Kalin Stepanyan

Personal information
- Full name: Kalin Yervandovich Stepanyan
- Date of birth: 15 May 1955
- Place of birth: Shamkor, Azerbaijan SSR, USSR
- Date of death: 3 August 2024 (aged 69)
- Height: 1.77 m (5 ft 10 in)
- Position(s): Defender

Senior career*
- Years: Team / Apps / (Gls)
- 1981–1983: Spartak Oryol / 96 / (9)
- 1984–1987: Spartak Ordzhonikidze / 145 / (6)
- 1988–1990: Spartak Oryol / 81 / (4)
- 1990–1992: Avtodor Vladikavkaz / 67 / (5)
- 1997: Spartak Anapa / 6 / (0)

Managerial career
- 1992–1994: Avtodor Vladikavkaz (assistant)
- 1999–2000: Vityaz Krymsk
- 2001: Nemkom Krasnodar
- 2001–2002: Alania Vladikavkaz (reserves)
- 2003: Vityaz Krymsk
- 2004–2006: Volgar-Gazprom Astrakhan (assistant)
- 2007: Spartak-UGP Anapa (administrator)
- 2008–2009: FC Abinsk
- 2009: Mashuk-KMV Pyatigorsk
- 2012–2015: FC Astrakhan
- 2015: Druzhba Maykop

= Kalin Stepanyan =

Russian footballer and coach (1955–2024)

Kalin Yervandovich Stepanyan (Калин Ервандович Степанян; 15 May 1955 – 3 August 2024) was a Russian professional football coach and a player of Armenian descent. He died on 3 August 2024, at the age of 69.

++++++++++

• Exercises:
(a) Answer these about the Kalin Stepanyan profile:
(i) What playing position is listed for him?
(ii) How many appearances did he make for Spartak Ordzhonikidze?
(iii) Of what descent was he?
(b) Please reproduce word for word the part of the Kalin Stepanyan profile from "- 2003: Vityaz" up to and including "the age of 69.".
The listing plays no part in this work.

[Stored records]
++++++++++

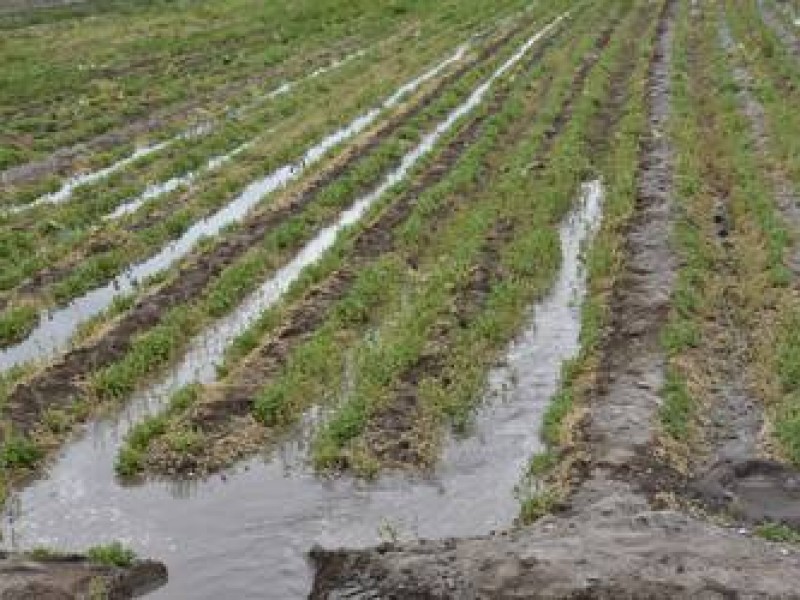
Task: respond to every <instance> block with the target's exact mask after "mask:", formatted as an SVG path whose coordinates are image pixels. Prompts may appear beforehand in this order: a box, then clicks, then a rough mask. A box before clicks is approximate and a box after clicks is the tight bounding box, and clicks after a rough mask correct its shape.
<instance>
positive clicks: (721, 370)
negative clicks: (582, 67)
mask: <svg viewBox="0 0 800 600" xmlns="http://www.w3.org/2000/svg"><path fill="white" fill-rule="evenodd" d="M720 37H721V43H722V45H723V48H724V49H725V50H726V51H727V52H728V53H729V54H730V53H732V51H733V49H734V43H733V39H732V37H731V32H730V30H729V28H728V26H727V24H726V23H722V26H721V31H720ZM732 60H733V62H734V64H733V67H732V68H733V74H734V78H735V80H736V82H737V84H738V86H739V90H738V96H739V102H740V106H741V111H742V114H743V115H744V116H746V117H747V119H748V121H749V123H750V128H751V134H752V137H753V139H754V146H755V149H756V152H757V153H758V154H759V155H760V156H761V158H762V159H763V160H764V162H765V163H766V164H767V165H769V164H770V161H769V154H770V145H769V131H768V125H767V120H766V115H765V113H764V109H763V107H762V106H761V104H760V103H759V102H758V101H757V100H756V98H755V96H754V95H753V93H752V86H753V80H752V76H751V75H750V73H749V72H748V71H747V70H746V69H745V68H744V67H743V66H742V65H741V64H737V63H738V61H736V60H735V58H733V57H732ZM767 175H768V177H769V180H770V183H771V185H772V188H773V191H774V195H775V199H776V202H777V205H778V207H779V209H780V210H781V213H782V215H783V217H784V219H785V221H786V222H787V223H788V224H789V225H790V227H792V228H793V229H794V230H795V231H797V230H798V229H800V212H798V209H797V206H796V201H797V198H796V195H795V193H794V190H793V186H792V185H791V184H790V182H789V181H788V180H787V179H786V178H785V176H784V175H783V174H782V173H780V172H777V171H776V170H774V169H771V168H769V169H767ZM724 196H725V194H724V190H723V197H724ZM721 212H722V214H723V219H722V220H723V221H724V223H725V232H726V238H725V242H727V236H728V235H730V234H735V233H736V231H735V223H731V222H730V219H729V218H727V210H726V209H725V205H724V203H723V204H722V206H721ZM729 230H732V231H729ZM725 242H723V244H722V246H723V248H724V249H725V252H726V254H728V255H729V254H730V252H731V251H732V246H731V244H728V243H725ZM798 256H800V249H798V247H795V248H794V249H793V252H792V253H791V255H790V256H788V257H787V264H788V266H789V267H790V269H792V271H793V272H794V273H795V279H797V277H798V276H800V271H798V266H799V265H800V262H798ZM725 263H726V266H725V268H724V269H722V271H721V272H722V273H723V274H724V275H726V276H727V277H728V278H729V279H730V281H729V283H728V285H729V286H730V287H731V288H732V289H733V288H735V285H736V277H737V273H736V270H735V268H734V259H733V258H731V257H730V256H726V260H725ZM733 295H734V292H733V291H731V292H729V293H728V294H727V296H733ZM731 305H732V302H728V303H727V304H726V305H725V306H724V307H723V308H724V309H725V311H724V314H723V315H722V316H723V317H724V318H723V319H722V320H723V323H724V325H725V332H723V333H721V334H719V336H720V337H721V338H722V339H723V343H721V344H720V348H721V350H720V352H719V353H715V355H716V354H718V355H719V358H718V359H717V360H715V361H714V362H715V365H714V368H713V370H714V372H716V373H718V374H719V383H718V384H717V390H718V393H717V394H715V397H714V400H715V402H714V414H713V415H712V424H713V427H711V432H710V435H709V436H708V437H709V442H710V445H711V448H712V451H711V454H710V458H709V459H708V460H707V461H705V464H703V465H702V467H701V468H699V469H698V474H697V476H696V477H695V479H694V481H692V483H691V486H690V490H691V495H692V496H694V497H695V498H697V499H699V500H701V501H702V502H703V503H705V504H706V505H707V506H708V507H709V508H711V509H712V510H714V511H717V512H724V513H727V514H728V515H730V516H731V517H732V518H734V519H736V520H738V521H741V522H746V523H760V522H763V521H773V522H781V523H784V524H788V525H790V526H792V527H800V508H798V507H800V503H798V500H800V472H798V471H797V470H796V469H793V468H791V467H788V466H786V465H782V464H780V463H777V462H775V461H771V460H767V459H763V458H759V454H760V453H761V448H760V435H761V430H762V427H763V414H762V413H763V402H762V401H760V400H759V399H758V398H756V397H755V394H750V393H748V391H747V387H746V386H747V382H746V380H745V377H746V375H745V374H746V372H747V366H748V365H749V364H750V362H751V360H750V359H749V357H748V354H747V352H748V348H749V347H750V346H751V345H752V342H750V341H749V339H748V332H747V331H742V330H741V327H742V325H741V324H739V323H740V322H741V319H736V318H735V315H734V314H733V312H734V309H733V308H732V306H731ZM731 339H732V341H731ZM725 340H727V341H728V343H727V344H725V343H724V341H725ZM731 347H733V348H734V350H733V351H731V350H730V348H731Z"/></svg>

++++++++++

• Solutions by task:
(a)
(i) Defender
(ii) 145
(iii) Armenian

(b)
- 2003: Vityaz Krymsk
- 2004–2006: Volgar-Gazprom Astrakhan (assistant)
- 2007: Spartak-UGP Anapa (administrator)
- 2008–2009: FC Abinsk
- 2009: Mashuk-KMV Pyatigorsk
- 2012–2015: FC Astrakhan
- 2015: Druzhba Maykop

= Kalin Stepanyan =

Russian footballer and coach (1955–2024)

Kalin Yervandovich Stepanyan (Калин Ервандович Степанян; 15 May 1955 – 3 August 2024) was a Russian professional football coach and a player of Armenian descent. He died on 3 August 2024, at the age of 69.